Region annotation data
↓↓↓
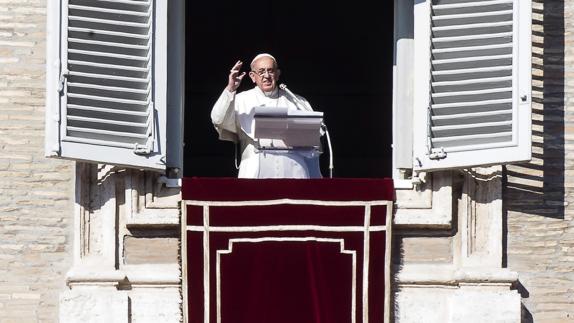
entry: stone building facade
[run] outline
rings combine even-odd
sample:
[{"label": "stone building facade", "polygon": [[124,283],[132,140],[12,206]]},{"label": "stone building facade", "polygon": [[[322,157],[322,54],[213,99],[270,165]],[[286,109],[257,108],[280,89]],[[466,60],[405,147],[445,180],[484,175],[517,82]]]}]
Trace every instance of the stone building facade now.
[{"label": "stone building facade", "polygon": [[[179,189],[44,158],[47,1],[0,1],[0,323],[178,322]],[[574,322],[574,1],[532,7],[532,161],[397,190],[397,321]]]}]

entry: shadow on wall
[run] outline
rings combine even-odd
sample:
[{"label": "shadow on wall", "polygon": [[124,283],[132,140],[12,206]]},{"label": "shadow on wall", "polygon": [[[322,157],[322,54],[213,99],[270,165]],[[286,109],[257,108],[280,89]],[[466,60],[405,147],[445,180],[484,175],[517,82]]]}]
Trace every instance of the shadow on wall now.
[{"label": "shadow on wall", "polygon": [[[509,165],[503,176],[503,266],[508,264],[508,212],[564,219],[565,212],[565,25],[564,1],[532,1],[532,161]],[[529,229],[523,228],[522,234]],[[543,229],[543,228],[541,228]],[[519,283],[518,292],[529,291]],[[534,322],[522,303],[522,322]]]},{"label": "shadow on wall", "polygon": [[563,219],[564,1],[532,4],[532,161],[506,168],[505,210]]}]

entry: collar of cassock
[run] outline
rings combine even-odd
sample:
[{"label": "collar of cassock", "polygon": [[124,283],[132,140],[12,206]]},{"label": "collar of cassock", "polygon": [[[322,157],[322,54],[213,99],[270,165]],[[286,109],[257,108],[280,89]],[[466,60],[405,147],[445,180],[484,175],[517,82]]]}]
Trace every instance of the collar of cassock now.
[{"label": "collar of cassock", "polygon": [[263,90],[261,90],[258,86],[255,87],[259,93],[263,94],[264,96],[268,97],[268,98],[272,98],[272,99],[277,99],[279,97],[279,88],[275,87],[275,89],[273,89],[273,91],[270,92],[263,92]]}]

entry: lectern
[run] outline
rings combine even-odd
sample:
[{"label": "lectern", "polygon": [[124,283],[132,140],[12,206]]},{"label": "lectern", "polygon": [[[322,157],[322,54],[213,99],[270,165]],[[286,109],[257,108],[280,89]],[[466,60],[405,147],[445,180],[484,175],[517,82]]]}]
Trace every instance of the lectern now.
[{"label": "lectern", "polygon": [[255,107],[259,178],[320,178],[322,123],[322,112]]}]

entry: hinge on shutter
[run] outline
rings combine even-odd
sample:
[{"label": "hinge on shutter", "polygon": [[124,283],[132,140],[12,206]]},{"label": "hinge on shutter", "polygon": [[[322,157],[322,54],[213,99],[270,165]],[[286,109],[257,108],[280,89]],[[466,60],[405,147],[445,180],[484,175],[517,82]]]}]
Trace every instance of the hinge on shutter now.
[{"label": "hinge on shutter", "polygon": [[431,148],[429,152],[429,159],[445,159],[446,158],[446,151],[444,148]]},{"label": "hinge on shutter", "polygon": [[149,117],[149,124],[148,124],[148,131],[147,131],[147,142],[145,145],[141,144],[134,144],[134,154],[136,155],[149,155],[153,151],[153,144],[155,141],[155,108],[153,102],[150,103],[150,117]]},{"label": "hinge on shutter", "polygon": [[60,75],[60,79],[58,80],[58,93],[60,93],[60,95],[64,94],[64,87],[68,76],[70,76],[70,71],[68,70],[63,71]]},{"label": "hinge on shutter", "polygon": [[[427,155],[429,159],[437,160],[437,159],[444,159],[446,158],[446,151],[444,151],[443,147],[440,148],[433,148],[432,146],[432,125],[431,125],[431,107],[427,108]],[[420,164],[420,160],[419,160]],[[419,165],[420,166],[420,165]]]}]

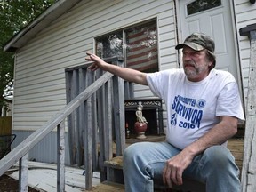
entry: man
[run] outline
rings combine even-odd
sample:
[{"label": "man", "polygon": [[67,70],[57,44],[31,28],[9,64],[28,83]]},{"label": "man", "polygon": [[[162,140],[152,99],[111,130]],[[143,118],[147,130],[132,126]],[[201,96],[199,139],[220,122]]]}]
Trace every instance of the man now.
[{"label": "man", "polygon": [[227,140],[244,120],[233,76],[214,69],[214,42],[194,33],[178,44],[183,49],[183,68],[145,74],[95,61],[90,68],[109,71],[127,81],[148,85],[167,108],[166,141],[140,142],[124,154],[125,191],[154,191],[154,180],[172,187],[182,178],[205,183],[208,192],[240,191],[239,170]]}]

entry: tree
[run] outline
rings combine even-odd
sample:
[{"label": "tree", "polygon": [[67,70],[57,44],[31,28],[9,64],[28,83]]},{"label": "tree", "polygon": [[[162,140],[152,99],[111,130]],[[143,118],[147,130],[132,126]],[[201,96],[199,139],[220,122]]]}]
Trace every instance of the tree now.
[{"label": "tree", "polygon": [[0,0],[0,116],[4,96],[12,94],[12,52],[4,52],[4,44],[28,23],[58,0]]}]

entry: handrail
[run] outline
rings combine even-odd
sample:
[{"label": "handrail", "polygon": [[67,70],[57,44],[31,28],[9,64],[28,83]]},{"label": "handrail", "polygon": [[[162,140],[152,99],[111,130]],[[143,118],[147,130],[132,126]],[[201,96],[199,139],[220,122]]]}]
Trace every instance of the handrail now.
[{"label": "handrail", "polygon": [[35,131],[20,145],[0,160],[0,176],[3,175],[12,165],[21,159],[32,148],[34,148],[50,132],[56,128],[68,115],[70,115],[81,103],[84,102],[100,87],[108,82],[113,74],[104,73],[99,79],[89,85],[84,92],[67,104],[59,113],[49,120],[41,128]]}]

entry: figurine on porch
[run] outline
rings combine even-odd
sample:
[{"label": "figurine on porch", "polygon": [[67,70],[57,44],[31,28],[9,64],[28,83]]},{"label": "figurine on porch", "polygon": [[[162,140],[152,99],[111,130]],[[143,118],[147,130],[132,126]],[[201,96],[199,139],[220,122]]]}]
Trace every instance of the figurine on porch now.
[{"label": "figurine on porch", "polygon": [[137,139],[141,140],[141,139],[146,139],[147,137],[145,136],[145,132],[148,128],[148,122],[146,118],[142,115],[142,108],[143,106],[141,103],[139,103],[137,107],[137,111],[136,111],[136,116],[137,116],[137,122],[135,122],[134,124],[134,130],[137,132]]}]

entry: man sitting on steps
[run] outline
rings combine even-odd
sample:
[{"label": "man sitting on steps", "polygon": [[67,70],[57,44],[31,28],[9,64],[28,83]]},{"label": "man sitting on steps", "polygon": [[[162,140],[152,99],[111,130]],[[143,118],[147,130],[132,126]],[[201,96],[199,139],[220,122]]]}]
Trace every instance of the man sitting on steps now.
↑↑↑
Task details —
Transcribe all of the data above line for line, without changing anything. Leave out the pictures.

Task result —
entry: stone building facade
[run] outline
rings combine even-odd
sample:
[{"label": "stone building facade", "polygon": [[124,283],[132,140],[12,206]]},{"label": "stone building facade", "polygon": [[[322,157],[322,54],[213,99],[270,165]],[[286,109],[257,108],[280,89]],[[466,60],[405,147],[445,180],[484,175],[517,82]]]}]
Trace every instance of the stone building facade now.
[{"label": "stone building facade", "polygon": [[[179,189],[44,158],[47,1],[0,1],[0,323],[178,322]],[[574,322],[574,1],[532,7],[532,161],[397,190],[397,321]]]}]

entry: shadow on wall
[run] outline
rings combine even-odd
sample:
[{"label": "shadow on wall", "polygon": [[124,283],[132,140],[12,206]]},{"label": "shadow on wall", "polygon": [[[322,157],[322,54],[213,99],[270,165]],[[286,109],[257,108],[280,89]],[[466,60],[405,147],[445,180],[484,175],[517,82]]]}]
Trace every instance of the shadow on wall now.
[{"label": "shadow on wall", "polygon": [[[509,165],[503,176],[503,266],[508,264],[508,212],[564,219],[565,212],[565,25],[564,1],[532,1],[532,161]],[[529,229],[523,228],[522,234]],[[543,229],[543,228],[541,228]],[[519,283],[518,292],[529,291]],[[534,322],[522,303],[522,322]]]},{"label": "shadow on wall", "polygon": [[563,219],[564,1],[532,4],[532,161],[506,168],[505,210]]}]

entry: collar of cassock
[run] outline
rings combine even-odd
sample:
[{"label": "collar of cassock", "polygon": [[124,283],[132,140],[12,206]]},{"label": "collar of cassock", "polygon": [[[322,157],[322,54],[213,99],[270,165]],[[286,109],[257,108],[280,89]],[[466,60],[405,147],[445,180],[484,175],[517,82]]]}]
Trace every instance of the collar of cassock now.
[{"label": "collar of cassock", "polygon": [[263,90],[261,90],[258,86],[255,87],[259,93],[263,94],[264,96],[268,97],[268,98],[272,98],[272,99],[277,99],[279,97],[279,88],[275,87],[275,89],[273,89],[273,91],[270,92],[263,92]]}]

entry: lectern
[run] outline
rings combine even-odd
sample:
[{"label": "lectern", "polygon": [[124,283],[132,140],[12,206]]},{"label": "lectern", "polygon": [[[322,157],[322,54],[213,99],[270,165]],[[286,109],[257,108],[280,89]],[[466,60],[405,147],[445,180],[484,175],[517,82]]]}]
Trace every instance of the lectern now.
[{"label": "lectern", "polygon": [[255,107],[259,178],[320,178],[322,123],[322,112]]}]

entry: hinge on shutter
[run] outline
rings combine even-odd
sample:
[{"label": "hinge on shutter", "polygon": [[124,283],[132,140],[12,206]]},{"label": "hinge on shutter", "polygon": [[[322,157],[322,54],[213,99],[270,165]],[[286,109],[257,108],[280,89]],[[466,60],[405,147],[445,180],[484,175],[517,82]]]}]
Trace every instance of the hinge on shutter now.
[{"label": "hinge on shutter", "polygon": [[431,148],[429,152],[429,159],[445,159],[446,158],[446,151],[444,148]]},{"label": "hinge on shutter", "polygon": [[149,117],[149,124],[148,124],[148,131],[147,131],[147,142],[145,145],[141,144],[134,144],[134,154],[136,155],[149,155],[153,151],[153,144],[155,141],[155,108],[153,102],[150,103],[150,117]]},{"label": "hinge on shutter", "polygon": [[60,75],[60,79],[58,80],[58,93],[60,93],[60,95],[64,94],[64,87],[68,76],[70,76],[70,71],[68,70],[63,71]]},{"label": "hinge on shutter", "polygon": [[[427,155],[429,159],[437,160],[437,159],[444,159],[446,158],[446,151],[444,151],[443,147],[440,148],[433,148],[432,146],[432,125],[431,125],[431,107],[427,108]],[[420,164],[420,160],[419,160]],[[419,165],[420,166],[420,165]]]}]

entry: man
[run] outline
rings combine even-odd
sample:
[{"label": "man", "polygon": [[67,70],[57,44],[31,28],[9,64],[28,83]]},{"label": "man", "polygon": [[[162,140],[152,99],[111,130]],[[143,118],[147,130],[132,126]],[[201,96],[199,139],[220,122]]]}]
Trace every instance of the man now.
[{"label": "man", "polygon": [[227,140],[244,120],[233,76],[214,69],[214,42],[194,33],[178,44],[183,49],[183,68],[145,74],[95,61],[90,68],[109,71],[127,81],[148,85],[167,108],[166,141],[140,142],[124,154],[125,191],[154,191],[154,180],[172,187],[182,178],[205,183],[208,192],[240,191],[239,170]]}]

entry: tree
[run] outline
rings combine even-odd
sample:
[{"label": "tree", "polygon": [[67,70],[57,44],[31,28],[9,64],[28,83]]},{"label": "tree", "polygon": [[[162,140],[152,99],[111,130]],[[143,118],[147,130],[132,126]],[[201,96],[199,139],[220,122]]]}]
Trace every instance of the tree now.
[{"label": "tree", "polygon": [[0,0],[0,116],[4,96],[12,94],[12,52],[4,52],[4,44],[28,23],[58,0]]}]

entry: handrail
[run] outline
rings combine even-odd
sample:
[{"label": "handrail", "polygon": [[67,70],[57,44],[31,28],[9,64],[28,83]]},{"label": "handrail", "polygon": [[[162,140],[152,99],[111,130]],[[143,118],[147,130],[132,126]],[[201,96],[199,139],[220,122]]]}]
Trace every instance of the handrail now.
[{"label": "handrail", "polygon": [[35,131],[20,145],[0,160],[0,176],[3,175],[12,165],[21,159],[32,148],[34,148],[50,132],[56,128],[68,115],[70,115],[81,103],[84,102],[100,87],[108,82],[113,74],[104,73],[99,79],[89,85],[84,92],[67,104],[59,113],[49,120],[41,128]]}]

entry: figurine on porch
[run] outline
rings combine even-odd
sample:
[{"label": "figurine on porch", "polygon": [[67,70],[57,44],[31,28],[9,64],[28,83]]},{"label": "figurine on porch", "polygon": [[[162,140],[152,99],[111,130]],[[143,118],[147,130],[132,126]],[[201,96],[199,139],[220,122]]]}]
Trace every instance of the figurine on porch now.
[{"label": "figurine on porch", "polygon": [[137,139],[141,140],[141,139],[146,139],[147,137],[145,136],[145,132],[148,128],[148,122],[146,118],[142,115],[142,108],[143,106],[141,103],[139,103],[137,107],[137,111],[136,111],[136,116],[137,116],[137,122],[135,122],[134,124],[134,130],[137,132]]}]

entry: man sitting on steps
[run] outline
rings combine even-odd
sample:
[{"label": "man sitting on steps", "polygon": [[67,70],[57,44],[31,28],[9,64],[28,83]]},{"label": "man sitting on steps", "polygon": [[[162,140],[152,99],[111,130]],[[143,118],[147,130],[132,126]],[[201,96],[199,139],[220,122]]]}]
Trace every instance of the man sitting on steps now.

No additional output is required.